##### Document passage #####

Back home, I broke a fasting habit of 28 years and had tea with everyone.  I aimed to attack some last-minute emails, then the packing.  The broadband at home had choked up again owing to certain residents caning it with film watching.  I gave up on that - another little job to fit in tomorrow before I go - and got back to the cases.  10pm brought triumph: one 17kg and one 18kg.  It had been a long day!

Friday, 21 February 2014

Multiply Zambia 2014: just days to go.

I'm a bit late with this, but we're on the final week's countdown to the Multiply Zambia trip. We - the team - means Len and Ali from Brighton; James Norden; Hannah from Multiply (as previously posted).  Now we've also got Farayi, who's Zambian himself, from Kings Church Medway.  We fly out on Tuesday 25 February, first to Nairobi, then connecting on to Ndola in the Copperbelt.  There we'll join Steven in Kitwe, where a lot of the action will take place. 

Len and I, with Steven, will head up the conference schedule: Kitwe, Lusaka, Lilongwe and finally Dar es Salaam.  Al1 and Hannah will be doing stuff in the Kitwe school and ophanage.  James will toggle between the two, and Farayi has to check out Lilongwe ready for Kings Church's own project visit in September.  He'll catch up with some relatives, too.
All in advance, we've ordered a satellite broadband, and sent ten laptops together with about £1,000 of literacy and school resources.  Thanks to all of you who raised the funds and who donated.

I'm on the predictable treadmill of assembling personal kit and all the conference stuff: projector, audio cabling, Powerpoint handouts and essential medicines.  I wake up early remembering 'one last thing' I've overlooked.  The saints have bought me a tarty bit of TNF luggage to replace the pinky-red case I got via Freecycle and that served me well in India.  We're still not sorted out on phones, but James will be doing a full video record.

I'm hoping the saints remember to pray.  I've related that when we have our Multiply prayer day, the last Thursday of each month, I sometimes wake up thinking I'm in Tanzania.  There are 310 pastors there praying that the Multiply team will return. 

A57, A625, A61, A621

It seems that Sheffield Council provides a footpath to the city boundary on all the main outbound roads.  I don't know when I first realised this, but I've made walking the 15 miles to the Derbyshire border along the Manchester Road a regular exercise.  

At points the footpath is a bit grim.  Invariably there's evidence that a car has recently skidded off the road.  This is the route to the Snake Pass (A57), and ice hangs around long after it's cleared in the suburbs.  It's usually headwind on the way out, and buses only run on Saturdays: I recently got soaked when heavy rain started when I was well out in the countryside.

#####

--- Your assignment ---
Set down, word for word, the stretch of the blog entry above from "I'm hoping the" through "a regular exercise.".

##### Information provided #####

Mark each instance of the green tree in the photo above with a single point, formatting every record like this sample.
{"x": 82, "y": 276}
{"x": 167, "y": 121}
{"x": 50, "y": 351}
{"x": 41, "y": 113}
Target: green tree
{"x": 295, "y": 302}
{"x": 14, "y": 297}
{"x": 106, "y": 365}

#####

--- Output ---
I'm hoping the saints remember to pray.  I've related that when we have our Multiply prayer day, the last Thursday of each month, I sometimes wake up thinking I'm in Tanzania.  There are 310 pastors there praying that the Multiply team will return. 

A57, A625, A61, A621

It seems that Sheffield Council provides a footpath to the city boundary on all the main outbound roads.  I don't know when I first realised this, but I've made walking the 15 miles to the Derbyshire border along the Manchester Road a regular exercise.